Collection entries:
────

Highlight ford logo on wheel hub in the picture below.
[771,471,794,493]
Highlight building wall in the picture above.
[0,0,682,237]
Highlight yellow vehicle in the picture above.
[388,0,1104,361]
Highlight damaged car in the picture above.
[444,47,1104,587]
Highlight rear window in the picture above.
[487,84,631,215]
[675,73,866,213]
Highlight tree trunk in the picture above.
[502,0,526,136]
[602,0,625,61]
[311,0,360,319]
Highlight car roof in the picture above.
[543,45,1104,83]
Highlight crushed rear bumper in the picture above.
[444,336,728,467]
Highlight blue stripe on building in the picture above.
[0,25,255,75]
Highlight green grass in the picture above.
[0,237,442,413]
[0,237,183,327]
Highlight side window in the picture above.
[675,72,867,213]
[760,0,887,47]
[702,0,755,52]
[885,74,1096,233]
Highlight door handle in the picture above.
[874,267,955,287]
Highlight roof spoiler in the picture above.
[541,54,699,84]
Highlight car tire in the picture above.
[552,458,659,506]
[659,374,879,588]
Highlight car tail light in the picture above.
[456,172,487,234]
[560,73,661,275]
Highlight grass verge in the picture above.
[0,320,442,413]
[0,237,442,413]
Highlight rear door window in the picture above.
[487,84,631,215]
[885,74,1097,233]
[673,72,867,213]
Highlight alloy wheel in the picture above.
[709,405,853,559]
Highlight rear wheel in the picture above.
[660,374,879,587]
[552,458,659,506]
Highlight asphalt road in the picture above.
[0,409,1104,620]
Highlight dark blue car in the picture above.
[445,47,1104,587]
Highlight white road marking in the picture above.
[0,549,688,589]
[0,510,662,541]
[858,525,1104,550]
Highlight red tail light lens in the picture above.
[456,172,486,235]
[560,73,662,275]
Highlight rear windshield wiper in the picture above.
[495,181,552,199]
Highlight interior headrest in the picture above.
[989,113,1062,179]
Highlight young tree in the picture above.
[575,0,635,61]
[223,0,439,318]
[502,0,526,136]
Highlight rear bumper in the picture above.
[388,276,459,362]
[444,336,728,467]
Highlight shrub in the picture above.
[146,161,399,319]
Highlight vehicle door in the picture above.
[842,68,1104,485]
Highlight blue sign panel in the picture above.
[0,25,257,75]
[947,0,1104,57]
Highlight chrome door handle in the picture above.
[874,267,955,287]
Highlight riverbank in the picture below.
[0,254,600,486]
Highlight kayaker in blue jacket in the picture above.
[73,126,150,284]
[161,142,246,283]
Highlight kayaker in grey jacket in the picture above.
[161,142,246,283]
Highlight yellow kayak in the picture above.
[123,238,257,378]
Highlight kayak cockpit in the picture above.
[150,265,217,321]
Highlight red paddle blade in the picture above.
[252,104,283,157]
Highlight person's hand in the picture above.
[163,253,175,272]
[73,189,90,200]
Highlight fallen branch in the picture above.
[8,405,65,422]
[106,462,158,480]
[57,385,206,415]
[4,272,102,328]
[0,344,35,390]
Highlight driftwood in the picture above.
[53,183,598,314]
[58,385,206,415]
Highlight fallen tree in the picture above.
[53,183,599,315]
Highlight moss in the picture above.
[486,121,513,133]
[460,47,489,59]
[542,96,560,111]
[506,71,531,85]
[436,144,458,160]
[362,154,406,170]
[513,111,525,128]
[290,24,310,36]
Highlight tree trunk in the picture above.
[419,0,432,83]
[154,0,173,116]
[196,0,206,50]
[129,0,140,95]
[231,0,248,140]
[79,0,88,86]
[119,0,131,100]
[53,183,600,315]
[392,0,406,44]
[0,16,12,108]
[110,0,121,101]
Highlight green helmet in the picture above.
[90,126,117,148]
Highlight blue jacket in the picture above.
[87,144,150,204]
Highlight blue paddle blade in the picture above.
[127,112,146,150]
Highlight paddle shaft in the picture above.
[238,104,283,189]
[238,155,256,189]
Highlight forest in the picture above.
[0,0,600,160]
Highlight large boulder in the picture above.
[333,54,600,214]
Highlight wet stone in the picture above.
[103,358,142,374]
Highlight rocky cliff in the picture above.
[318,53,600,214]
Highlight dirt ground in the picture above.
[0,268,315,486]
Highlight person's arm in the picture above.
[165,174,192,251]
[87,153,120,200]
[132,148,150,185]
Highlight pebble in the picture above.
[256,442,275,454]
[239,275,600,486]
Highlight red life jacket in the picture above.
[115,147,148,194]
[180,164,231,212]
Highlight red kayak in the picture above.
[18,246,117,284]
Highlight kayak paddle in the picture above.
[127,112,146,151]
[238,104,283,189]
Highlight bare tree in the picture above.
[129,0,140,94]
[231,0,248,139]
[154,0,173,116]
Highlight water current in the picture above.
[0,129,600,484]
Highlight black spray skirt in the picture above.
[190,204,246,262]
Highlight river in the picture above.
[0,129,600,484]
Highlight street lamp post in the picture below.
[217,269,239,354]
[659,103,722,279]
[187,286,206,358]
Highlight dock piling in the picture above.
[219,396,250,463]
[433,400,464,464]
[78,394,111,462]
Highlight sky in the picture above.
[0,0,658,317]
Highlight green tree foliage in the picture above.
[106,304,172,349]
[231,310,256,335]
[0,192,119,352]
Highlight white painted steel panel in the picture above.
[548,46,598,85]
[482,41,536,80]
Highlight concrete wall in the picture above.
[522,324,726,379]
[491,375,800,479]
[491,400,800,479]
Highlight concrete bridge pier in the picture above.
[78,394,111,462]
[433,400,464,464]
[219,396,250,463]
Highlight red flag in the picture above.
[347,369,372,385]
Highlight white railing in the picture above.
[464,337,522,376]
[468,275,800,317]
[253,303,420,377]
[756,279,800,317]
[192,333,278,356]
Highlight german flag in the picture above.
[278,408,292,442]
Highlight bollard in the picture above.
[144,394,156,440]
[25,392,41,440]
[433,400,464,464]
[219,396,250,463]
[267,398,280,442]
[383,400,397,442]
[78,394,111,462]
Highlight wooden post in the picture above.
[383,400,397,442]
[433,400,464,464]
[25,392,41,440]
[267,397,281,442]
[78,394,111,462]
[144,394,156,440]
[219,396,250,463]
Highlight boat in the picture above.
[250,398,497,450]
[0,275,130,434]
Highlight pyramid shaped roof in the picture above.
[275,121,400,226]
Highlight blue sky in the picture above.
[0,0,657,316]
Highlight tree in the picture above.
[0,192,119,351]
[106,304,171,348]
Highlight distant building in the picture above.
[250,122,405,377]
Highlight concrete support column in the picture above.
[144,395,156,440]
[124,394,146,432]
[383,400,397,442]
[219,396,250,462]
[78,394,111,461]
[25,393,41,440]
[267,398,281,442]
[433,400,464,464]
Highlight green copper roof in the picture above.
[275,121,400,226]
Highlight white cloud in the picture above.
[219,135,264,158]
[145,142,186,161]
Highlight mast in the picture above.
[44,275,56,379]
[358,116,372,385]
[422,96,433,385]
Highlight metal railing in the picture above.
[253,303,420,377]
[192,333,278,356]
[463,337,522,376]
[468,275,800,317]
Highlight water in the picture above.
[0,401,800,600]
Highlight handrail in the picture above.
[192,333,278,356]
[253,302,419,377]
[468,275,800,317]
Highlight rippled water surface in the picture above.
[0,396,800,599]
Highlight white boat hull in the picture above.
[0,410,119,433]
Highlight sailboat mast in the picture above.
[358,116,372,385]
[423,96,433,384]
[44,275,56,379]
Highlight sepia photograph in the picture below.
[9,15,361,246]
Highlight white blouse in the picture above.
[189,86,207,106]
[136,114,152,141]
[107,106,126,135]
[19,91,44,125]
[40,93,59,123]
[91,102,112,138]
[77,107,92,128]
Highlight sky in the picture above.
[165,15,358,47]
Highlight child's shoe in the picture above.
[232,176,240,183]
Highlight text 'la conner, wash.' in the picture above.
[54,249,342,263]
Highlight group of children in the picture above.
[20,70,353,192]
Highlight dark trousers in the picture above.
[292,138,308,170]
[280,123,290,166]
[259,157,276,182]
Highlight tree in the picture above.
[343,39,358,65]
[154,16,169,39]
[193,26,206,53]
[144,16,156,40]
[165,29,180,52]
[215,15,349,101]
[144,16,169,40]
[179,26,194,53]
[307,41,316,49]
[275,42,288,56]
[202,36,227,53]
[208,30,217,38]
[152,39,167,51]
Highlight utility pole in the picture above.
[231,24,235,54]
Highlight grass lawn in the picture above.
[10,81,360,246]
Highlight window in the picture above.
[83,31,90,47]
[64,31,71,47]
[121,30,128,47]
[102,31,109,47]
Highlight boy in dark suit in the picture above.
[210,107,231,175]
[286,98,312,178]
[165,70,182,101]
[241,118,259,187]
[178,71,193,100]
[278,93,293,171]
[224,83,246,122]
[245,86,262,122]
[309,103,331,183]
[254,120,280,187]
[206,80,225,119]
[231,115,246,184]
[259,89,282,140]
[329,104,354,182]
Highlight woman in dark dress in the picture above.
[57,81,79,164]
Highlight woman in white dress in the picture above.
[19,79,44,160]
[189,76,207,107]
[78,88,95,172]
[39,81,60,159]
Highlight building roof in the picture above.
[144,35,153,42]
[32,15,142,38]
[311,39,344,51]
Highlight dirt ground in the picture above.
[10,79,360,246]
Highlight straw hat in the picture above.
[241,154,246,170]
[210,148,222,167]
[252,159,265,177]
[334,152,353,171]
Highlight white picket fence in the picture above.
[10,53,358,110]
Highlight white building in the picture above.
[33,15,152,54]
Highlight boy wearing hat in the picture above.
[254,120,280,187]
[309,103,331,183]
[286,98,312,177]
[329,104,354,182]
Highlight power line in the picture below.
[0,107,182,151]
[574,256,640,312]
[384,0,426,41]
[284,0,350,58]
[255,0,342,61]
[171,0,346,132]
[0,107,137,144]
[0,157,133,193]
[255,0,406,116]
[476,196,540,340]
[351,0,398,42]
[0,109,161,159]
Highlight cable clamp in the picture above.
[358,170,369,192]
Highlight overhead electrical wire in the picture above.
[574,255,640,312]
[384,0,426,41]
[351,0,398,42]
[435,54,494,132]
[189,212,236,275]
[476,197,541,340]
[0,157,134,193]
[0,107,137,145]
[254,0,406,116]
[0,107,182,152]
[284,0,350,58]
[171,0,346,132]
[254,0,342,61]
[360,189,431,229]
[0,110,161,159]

────

Exercise task: Convert the lines into a JSON list of strings, one string per line and no strings for blank lines, starting at the line that contains "Highlight kayaker in blue" and stopping after the line that contains "[58,385,206,415]".

Response:
[
  "Highlight kayaker in blue jacket in the picture above.",
  "[73,126,150,284]",
  "[161,142,246,283]",
  "Highlight kayaker in grey jacket in the picture above.",
  "[161,142,246,283]",
  "Highlight yellow kayak in the picture above.",
  "[123,238,257,378]",
  "Highlight kayak cockpit in the picture above.",
  "[150,265,217,321]",
  "Highlight red paddle blade in the picture above.",
  "[252,104,283,157]",
  "Highlight person's hand in the picture above.",
  "[163,253,175,272]",
  "[73,189,90,200]",
  "Highlight fallen branch in the picture above.",
  "[8,405,65,422]",
  "[106,462,158,480]",
  "[57,385,206,415]",
  "[4,272,102,328]",
  "[0,344,35,390]",
  "Highlight driftwood in the picture above.",
  "[53,183,598,314]",
  "[58,385,206,415]"
]